→ Assigned task A
From the article on rugby league player Brian Kelly below, extract the passage that opens with the words containing "He played his" and closes with "Kelly andJames Roberts.", copying it word for word.
→ Assigned task B
Extend the article on rugby league player Brian Kelly below, picking up right after its final sentence.

Personal information
- Born: 20 May 1996 (age 30) Lismore, New South Wales, Australia
- Height: 181 cm (5 ft 11 in)
- Weight: 94 kg (14 st 11 lb)

Playing information
- Position: Centre, Wing
Club
| Years | Team | Pld | T | G | FG | P |
| 2017–19 | Manly Sea Eagles | 47 | 15 | 0 | 0 | 60 |
| 2019–25 | Gold Coast Titans | 143 | 51 | 11 | 0 | 226 |
| 2026– | Parramatta Eels | 22 | 5 | 0 | 0 | 20 |
|  | Total | 212 | 71 | 11 | 0 | 306 |
Representative
| Years | Team | Pld | T | G | FG | P |
| 2017 | Country NSW | 1 | 0 | 0 | 0 | 0 |
| 2018 | Prime Minister's XIII | 1 | 0 | 0 | 0 | 0 |
| 2024 | Indigenous All Stars | 1 | 0 | 0 | 0 | 0 |
- Source: As of 15 September 2026
- Relatives: Albert Kelly (cousin) James Roberts (cousin)

= Brian Kelly (rugby league) =

Australian rugby league footballer (born 1996)

Brian Kelly (born 20 May 1996) is an Australian professional rugby league footballer who plays as a for the Parramatta Eels in the National Rugby League (NRL).

He played for the Manly-Warringah Sea Eagles in the NRL. Kelly played for Country NSW and the Prime Minister's XIII.

==Background==
Kelly was born in Lismore, New South Wales, Australia. He is of Indigenous Australian descent from Bundjalung people.

He played his junior rugby league for the Ballina Seagulls and Lennox Head Dolphins. He was then signed by the Gold Coast Titans.

Kelly is a cousin of former Brisbane Broncos players Albert Kelly andJames Roberts.

==Playing career==
===Early career===
From 2014 to 2016, Kelly played for the Gold Coast Titans' NYC team. In July 2015, he played for the New South Wales under-20s team against the Queensland under-20s team. In September 2015, he re-signed with the Titans on a 2-year contract until the end of 2017. In May 2016, he played for the Junior Kangaroos against the Junior Kiwis. In November 2016, he signed a 3-year contract with the Manly-Warringah Sea Eagles starting in 2017, after gaining a release from the final year of his Titans contract.

→ Data under study
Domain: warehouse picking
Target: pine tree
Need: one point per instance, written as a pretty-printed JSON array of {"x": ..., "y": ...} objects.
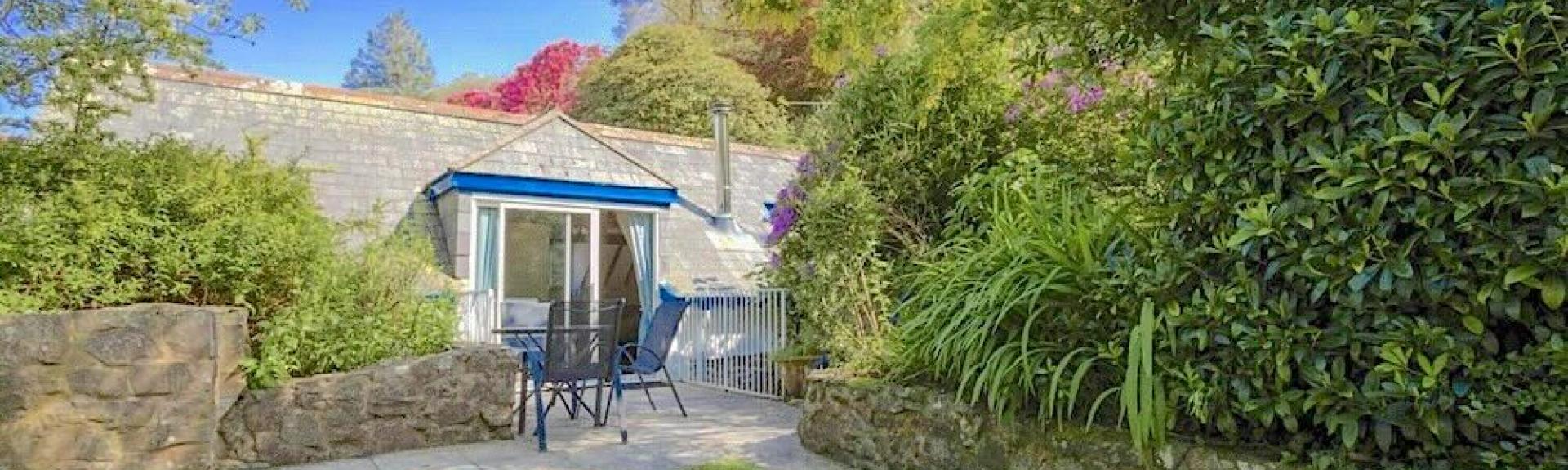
[{"x": 392, "y": 59}]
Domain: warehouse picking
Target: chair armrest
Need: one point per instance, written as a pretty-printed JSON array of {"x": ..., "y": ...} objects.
[{"x": 626, "y": 351}]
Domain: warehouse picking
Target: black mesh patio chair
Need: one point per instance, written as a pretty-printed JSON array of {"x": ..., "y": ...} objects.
[
  {"x": 648, "y": 357},
  {"x": 577, "y": 347}
]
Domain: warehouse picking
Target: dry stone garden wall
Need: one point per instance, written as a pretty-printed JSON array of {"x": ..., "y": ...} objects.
[
  {"x": 875, "y": 425},
  {"x": 463, "y": 395},
  {"x": 160, "y": 387},
  {"x": 127, "y": 387}
]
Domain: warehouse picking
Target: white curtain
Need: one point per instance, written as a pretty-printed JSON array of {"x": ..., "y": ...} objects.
[
  {"x": 485, "y": 315},
  {"x": 639, "y": 228}
]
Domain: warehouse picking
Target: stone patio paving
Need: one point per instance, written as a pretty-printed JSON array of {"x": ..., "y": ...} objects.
[{"x": 722, "y": 425}]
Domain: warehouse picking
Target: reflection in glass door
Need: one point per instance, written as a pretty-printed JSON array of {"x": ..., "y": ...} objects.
[{"x": 546, "y": 255}]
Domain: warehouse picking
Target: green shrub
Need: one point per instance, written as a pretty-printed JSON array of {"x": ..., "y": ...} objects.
[
  {"x": 838, "y": 284},
  {"x": 1019, "y": 311},
  {"x": 363, "y": 308},
  {"x": 90, "y": 222},
  {"x": 87, "y": 224},
  {"x": 1368, "y": 233},
  {"x": 920, "y": 122},
  {"x": 664, "y": 78}
]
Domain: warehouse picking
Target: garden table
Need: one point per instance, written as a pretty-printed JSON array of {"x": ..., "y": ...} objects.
[{"x": 532, "y": 354}]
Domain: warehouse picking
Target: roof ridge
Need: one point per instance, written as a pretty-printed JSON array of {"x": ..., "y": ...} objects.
[
  {"x": 252, "y": 82},
  {"x": 538, "y": 123}
]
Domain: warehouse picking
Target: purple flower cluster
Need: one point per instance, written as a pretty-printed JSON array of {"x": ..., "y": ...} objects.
[
  {"x": 1013, "y": 114},
  {"x": 806, "y": 165},
  {"x": 784, "y": 214},
  {"x": 1080, "y": 100},
  {"x": 1048, "y": 82},
  {"x": 782, "y": 221}
]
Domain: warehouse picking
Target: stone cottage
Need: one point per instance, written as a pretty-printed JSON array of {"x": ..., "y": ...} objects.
[{"x": 528, "y": 209}]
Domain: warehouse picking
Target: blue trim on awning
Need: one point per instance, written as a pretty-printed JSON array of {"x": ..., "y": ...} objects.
[{"x": 579, "y": 190}]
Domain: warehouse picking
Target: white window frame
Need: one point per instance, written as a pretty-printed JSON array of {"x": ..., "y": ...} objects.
[{"x": 554, "y": 204}]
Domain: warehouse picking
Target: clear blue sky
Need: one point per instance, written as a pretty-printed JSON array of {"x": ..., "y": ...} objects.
[{"x": 492, "y": 37}]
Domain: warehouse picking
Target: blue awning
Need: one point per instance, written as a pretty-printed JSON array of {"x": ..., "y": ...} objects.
[{"x": 577, "y": 190}]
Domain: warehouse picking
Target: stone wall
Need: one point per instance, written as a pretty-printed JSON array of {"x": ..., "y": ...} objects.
[
  {"x": 127, "y": 387},
  {"x": 463, "y": 395},
  {"x": 875, "y": 425}
]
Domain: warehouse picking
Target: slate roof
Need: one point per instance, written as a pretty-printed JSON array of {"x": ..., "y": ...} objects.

→ Response box A
He played his junior rugby league for the Ballina Seagulls and Lennox Head Dolphins. He was then signed by the Gold Coast Titans.

Kelly is a cousin of former Brisbane Broncos players Albert Kelly andJames Roberts.

→ Response box B
===2017===
In round 1 of the 2017 NRL season, Kelly made his NRL debut for the Sea Eagles against the Parramatta Eels, scoring a try. On 7 May, Kelly played for Country in the last City vs Country origin, starting on the left wing in a 10–20 loss at Mudgee.

===2018===
On 8 November, Kelly was released from the final year of his contract to join the Gold Coast Titans on a two-year deal.

===2019===
Kelly made a total of 23 appearances for the Gold Coast in the 2019 NRL season as the club endured a horror year on and off the field. During the halfway mark of the season, head coach Garth Brennan was sacked by the club after a string of poor results. The Gold Coast managed to win only 4 games for the entire season and finished last claiming the Wooden Spoon.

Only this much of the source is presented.